To summarize, for each job we extracted the number of components of each type used (S, M, F, GPU, MIC), runtime, name (occurrence of n-grams of size 2 and 3), number of nodes and same-node components used by other jobs as regression features, and the power as regression target. These were computed at 5-min intervals, resulting in numerous data points per job. Google BigQuery [17] was used, enabling analysis of large amounts of data in a reasonable amount of time.

3.2 Regression Problem and Training Procedure

Since power is measured for each component type, we divided the problem of predicting power per job into 5 subproblems, corresponding to the terms on the right side of Eq. 1. Hence, for each user we perform 5 regression analyses, one for each component type, and then sum the predicted component powers to obtain an estimate for the global job power. In practice, most users use only 2 or 3 component types, so regression is only performed for those. We use SVR with Radial Basis Function (RBF) kernels [16]. To simulate the realistic scenario where power prediction is based on user histories, we train new models on a monthly basis using all past data, and then apply the models to new data for the current month. Here we show results for October 2014: models are trained on data prior to October 1st and then applied to all data recorded in October.

Training consists of two steps. First, SVR meta-parameters have to be optimized for each user and each component type. We use cross-validation to find optimal values. That is, all past data is divided into a “train” subset and a “test” subset. We use the first 80 % of the jobs of each user as training data, and the last 20 % as test data. Then multiple models are trained with a range of parameter values and the combination that produces the best results on the test data is selected. Second, a new final model is trained with the optimal parameter combination, using all past data in training (merging the train and test dataset). This ensures that all available past information is included in the model.

WHAT YOU WILL DO —
**A.** Return everything in the power-prediction excerpt from "3.2 Regression Problem" down to "recorded in October.", with no changes.
**B.** According to the power-prediction excerpt, why is a new final model trained after the cross-validation step, and on what data? Answer in one to three sentences.
The listing after the text plays no part in this work.

DATA RECORDS —
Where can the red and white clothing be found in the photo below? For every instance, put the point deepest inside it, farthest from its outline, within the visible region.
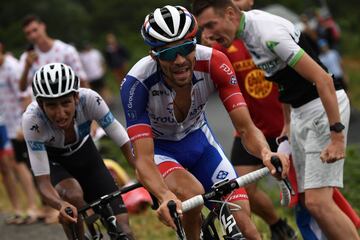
(149, 108)
(261, 95)
(148, 100)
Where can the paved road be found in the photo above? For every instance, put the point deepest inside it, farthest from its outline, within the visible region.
(222, 127)
(38, 231)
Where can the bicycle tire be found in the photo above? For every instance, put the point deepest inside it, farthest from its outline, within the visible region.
(117, 172)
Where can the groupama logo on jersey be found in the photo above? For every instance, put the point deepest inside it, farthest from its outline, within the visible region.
(271, 45)
(36, 146)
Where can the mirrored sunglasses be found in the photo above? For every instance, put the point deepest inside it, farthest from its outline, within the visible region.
(169, 54)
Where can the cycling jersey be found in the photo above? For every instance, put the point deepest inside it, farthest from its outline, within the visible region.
(42, 137)
(261, 96)
(276, 46)
(148, 104)
(10, 106)
(148, 100)
(59, 52)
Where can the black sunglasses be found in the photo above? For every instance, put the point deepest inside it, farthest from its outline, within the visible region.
(169, 54)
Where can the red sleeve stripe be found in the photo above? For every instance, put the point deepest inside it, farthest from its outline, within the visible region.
(202, 66)
(234, 101)
(138, 131)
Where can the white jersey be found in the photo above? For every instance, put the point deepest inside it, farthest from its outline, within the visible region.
(10, 102)
(40, 133)
(271, 40)
(60, 52)
(93, 63)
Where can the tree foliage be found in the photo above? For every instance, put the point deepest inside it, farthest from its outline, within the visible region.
(76, 21)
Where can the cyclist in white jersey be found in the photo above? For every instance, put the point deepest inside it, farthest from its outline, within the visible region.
(67, 166)
(15, 164)
(43, 50)
(319, 106)
(164, 97)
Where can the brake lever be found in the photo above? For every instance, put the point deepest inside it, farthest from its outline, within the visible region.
(277, 163)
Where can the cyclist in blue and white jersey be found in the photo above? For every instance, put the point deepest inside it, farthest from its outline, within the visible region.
(320, 108)
(67, 165)
(164, 97)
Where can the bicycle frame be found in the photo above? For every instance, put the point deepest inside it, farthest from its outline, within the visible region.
(107, 216)
(222, 211)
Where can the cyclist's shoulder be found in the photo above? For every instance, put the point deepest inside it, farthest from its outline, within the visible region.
(144, 71)
(10, 63)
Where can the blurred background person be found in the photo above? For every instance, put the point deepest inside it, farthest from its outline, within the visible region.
(95, 67)
(43, 49)
(116, 57)
(333, 61)
(15, 169)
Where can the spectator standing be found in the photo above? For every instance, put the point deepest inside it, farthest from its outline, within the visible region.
(320, 108)
(43, 49)
(116, 57)
(333, 61)
(261, 96)
(95, 66)
(15, 166)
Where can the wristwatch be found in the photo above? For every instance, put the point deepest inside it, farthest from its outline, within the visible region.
(337, 127)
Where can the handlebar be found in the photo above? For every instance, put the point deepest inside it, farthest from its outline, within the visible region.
(74, 233)
(108, 197)
(225, 187)
(176, 218)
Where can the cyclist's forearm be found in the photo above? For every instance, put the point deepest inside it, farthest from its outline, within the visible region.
(48, 192)
(152, 180)
(255, 143)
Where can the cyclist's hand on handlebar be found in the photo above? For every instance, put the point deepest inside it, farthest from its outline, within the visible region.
(68, 213)
(284, 159)
(163, 210)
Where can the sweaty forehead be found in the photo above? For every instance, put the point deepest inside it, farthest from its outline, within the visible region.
(208, 16)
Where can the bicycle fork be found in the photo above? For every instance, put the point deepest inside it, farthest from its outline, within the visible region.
(228, 224)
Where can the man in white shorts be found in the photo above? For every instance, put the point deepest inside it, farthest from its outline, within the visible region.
(319, 106)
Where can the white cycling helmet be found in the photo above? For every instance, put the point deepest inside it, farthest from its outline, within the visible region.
(168, 24)
(54, 80)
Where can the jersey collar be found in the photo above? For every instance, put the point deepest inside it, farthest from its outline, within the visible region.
(240, 31)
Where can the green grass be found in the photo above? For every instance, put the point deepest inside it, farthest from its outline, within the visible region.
(147, 226)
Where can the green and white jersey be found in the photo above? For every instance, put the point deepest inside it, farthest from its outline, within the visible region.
(271, 40)
(276, 46)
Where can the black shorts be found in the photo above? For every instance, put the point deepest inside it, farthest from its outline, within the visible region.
(88, 168)
(20, 150)
(239, 155)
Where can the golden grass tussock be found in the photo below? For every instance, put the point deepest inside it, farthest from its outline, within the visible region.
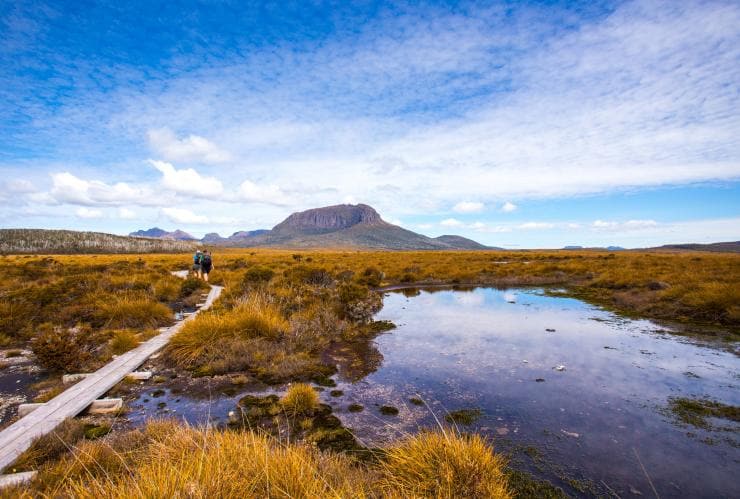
(133, 311)
(444, 464)
(165, 459)
(251, 317)
(300, 398)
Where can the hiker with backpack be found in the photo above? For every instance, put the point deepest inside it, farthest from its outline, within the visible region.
(197, 267)
(206, 264)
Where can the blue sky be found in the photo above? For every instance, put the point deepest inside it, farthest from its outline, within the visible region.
(519, 124)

EXPECTED ANSWERS —
**A.**
3.2 Regression Problem and Training Procedure

Since power is measured for each component type, we divided the problem of predicting power per job into 5 subproblems, corresponding to the terms on the right side of Eq. 1. Hence, for each user we perform 5 regression analyses, one for each component type, and then sum the predicted component powers to obtain an estimate for the global job power. In practice, most users use only 2 or 3 component types, so regression is only performed for those. We use SVR with Radial Basis Function (RBF) kernels [16]. To simulate the realistic scenario where power prediction is based on user histories, we train new models on a monthly basis using all past data, and then apply the models to new data for the current month. Here we show results for October 2014: models are trained on data prior to October 1st and then applied to all data recorded in October.

**B.** Once cross-validation has selected the best meta-parameter combination, a new final model is trained with it on all past data, merging the train and test subsets. This ensures that all available past information is included in the model.